* **WRITTEN TASKS**:
A - Please list the initials that head each section of the meeting notes, in the order they appear.
B - Count the lines of the records below that contain the word "skyline", treating case as significant, and give only the number.

* **SELECTION**:
2023.07.13 Meeting Notes

Agenda

LR

AMR for non-cell-centered fields is ready for review (no IO yet) with 3 PRs
- Morton indexing
- Ownership model
- prolong/restrict in one with new generalized operators
Showed movies of OT and MHD rotor with AMR!!! (using potential based formulation)
Question for downstream codes: what to do about EMF correction when doing Athena++-style CT
- machinery in place, but not used/tested yet (ownership model applies, similar to cell centered flux correction)
- might need to separate out flux correction step from boundary comm
- other items to be discussed: what should be communicated/corrected (only fine/coarse, but not same-same?)

BP

chased down bug (in KHARMA) when creating new containers (should data be copied or not)
created PR for PEP1

JM

Riot is now on parthenon/develop
Riot now entirely based on sparse packs
- some quality of life improvements should be available upstream shortly
will also push custom load balancing upstream
Q: what about BiCGStab?
- may or may not be updated (currently lives on separate branch)
- LR more interested in pushing for Multigrid rather than
- BP has backport, will open PR

PM

also worked on riot <-> develop
bug reported last time (fine/coarse round of error when run on different ranks)
- problem gone away by changing new comm task
- not sure why it went away (maybe because of local/nonlocal versus any comm, but that doesn't explain round of error level)
will create PR to add CI machinery to cover multiple ranks and pack sizes

FG

fixing INCITE runs on Frontier
working with co-design summer school students (found issue with reflective bounds in phydro)
looking at sph/cyl coordinates, early PR expected next week
got AthenaPK compiled on Chicoma (also related to also https://github.com/lanl/phoebus/issues/70)

BW

debugging various Ascent issues
- slice perp to y axis when running on GPUs
- ghost zones
got couple of open WIP PRs

PG

still tracking down IO performance issues on Frontier
discovered that our chunking strategy is not optimal
working on a best-practice solution and looking for external input (from people with more expert knowledge)

* **DATA PROVIDED**:
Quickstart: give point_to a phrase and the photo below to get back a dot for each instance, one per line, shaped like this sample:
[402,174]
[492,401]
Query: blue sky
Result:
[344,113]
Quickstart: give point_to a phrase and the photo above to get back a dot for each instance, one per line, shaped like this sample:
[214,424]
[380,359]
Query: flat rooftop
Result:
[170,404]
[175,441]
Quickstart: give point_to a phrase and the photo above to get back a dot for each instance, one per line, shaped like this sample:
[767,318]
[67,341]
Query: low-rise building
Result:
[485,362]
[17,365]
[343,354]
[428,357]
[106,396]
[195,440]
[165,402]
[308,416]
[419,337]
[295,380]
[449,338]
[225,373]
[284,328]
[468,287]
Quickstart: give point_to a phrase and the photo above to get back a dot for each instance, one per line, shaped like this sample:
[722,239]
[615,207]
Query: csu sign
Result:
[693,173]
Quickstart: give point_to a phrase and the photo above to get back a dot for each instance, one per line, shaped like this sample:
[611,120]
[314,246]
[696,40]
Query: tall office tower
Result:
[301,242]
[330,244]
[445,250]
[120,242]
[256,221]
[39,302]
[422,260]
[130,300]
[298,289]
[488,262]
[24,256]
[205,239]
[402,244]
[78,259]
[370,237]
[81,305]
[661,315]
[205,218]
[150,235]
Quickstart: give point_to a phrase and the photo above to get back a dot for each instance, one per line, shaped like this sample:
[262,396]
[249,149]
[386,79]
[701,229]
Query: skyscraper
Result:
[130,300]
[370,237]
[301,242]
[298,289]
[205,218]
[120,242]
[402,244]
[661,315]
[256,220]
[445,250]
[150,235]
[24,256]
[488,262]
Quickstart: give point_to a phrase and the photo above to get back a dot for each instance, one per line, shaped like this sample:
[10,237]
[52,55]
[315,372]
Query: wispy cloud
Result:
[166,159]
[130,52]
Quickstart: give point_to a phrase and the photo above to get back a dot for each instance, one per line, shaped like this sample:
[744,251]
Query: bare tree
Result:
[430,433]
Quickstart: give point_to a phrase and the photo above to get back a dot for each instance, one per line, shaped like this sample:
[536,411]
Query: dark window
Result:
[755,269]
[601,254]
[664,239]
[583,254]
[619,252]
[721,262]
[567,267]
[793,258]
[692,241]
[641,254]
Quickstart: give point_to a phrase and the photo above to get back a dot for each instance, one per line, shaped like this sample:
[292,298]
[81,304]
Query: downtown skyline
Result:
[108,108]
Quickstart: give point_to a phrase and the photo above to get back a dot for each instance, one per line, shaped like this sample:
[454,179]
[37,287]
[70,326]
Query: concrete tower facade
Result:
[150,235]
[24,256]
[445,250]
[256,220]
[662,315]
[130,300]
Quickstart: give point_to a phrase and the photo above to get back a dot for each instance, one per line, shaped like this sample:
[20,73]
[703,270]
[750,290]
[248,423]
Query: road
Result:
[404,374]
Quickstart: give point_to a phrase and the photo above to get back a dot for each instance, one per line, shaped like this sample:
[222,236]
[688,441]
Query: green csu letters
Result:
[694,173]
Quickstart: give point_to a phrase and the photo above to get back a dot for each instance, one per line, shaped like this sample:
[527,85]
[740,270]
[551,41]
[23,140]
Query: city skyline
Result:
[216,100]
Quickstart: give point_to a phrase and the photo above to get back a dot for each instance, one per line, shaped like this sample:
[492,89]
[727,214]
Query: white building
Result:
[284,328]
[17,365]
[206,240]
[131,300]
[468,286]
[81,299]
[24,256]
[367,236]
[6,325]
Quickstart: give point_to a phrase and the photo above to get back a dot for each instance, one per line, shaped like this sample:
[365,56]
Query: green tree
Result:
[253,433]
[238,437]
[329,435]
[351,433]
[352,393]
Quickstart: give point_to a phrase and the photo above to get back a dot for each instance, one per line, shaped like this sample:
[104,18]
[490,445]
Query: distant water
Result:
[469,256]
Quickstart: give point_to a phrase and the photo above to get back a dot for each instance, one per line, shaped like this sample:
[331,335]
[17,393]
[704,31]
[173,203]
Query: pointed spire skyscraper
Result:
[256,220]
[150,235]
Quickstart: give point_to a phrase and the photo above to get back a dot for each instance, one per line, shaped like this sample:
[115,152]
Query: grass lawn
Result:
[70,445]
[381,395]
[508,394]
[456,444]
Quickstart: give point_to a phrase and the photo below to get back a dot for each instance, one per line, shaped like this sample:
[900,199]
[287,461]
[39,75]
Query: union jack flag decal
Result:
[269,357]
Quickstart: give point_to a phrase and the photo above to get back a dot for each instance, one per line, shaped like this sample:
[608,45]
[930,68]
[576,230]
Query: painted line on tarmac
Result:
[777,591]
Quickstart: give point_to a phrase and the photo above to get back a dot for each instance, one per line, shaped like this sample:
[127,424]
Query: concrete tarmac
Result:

* **EXPECTED OUTPUTS**:
A - LR, BP, JM, PM, FG, BW, PG

B - 2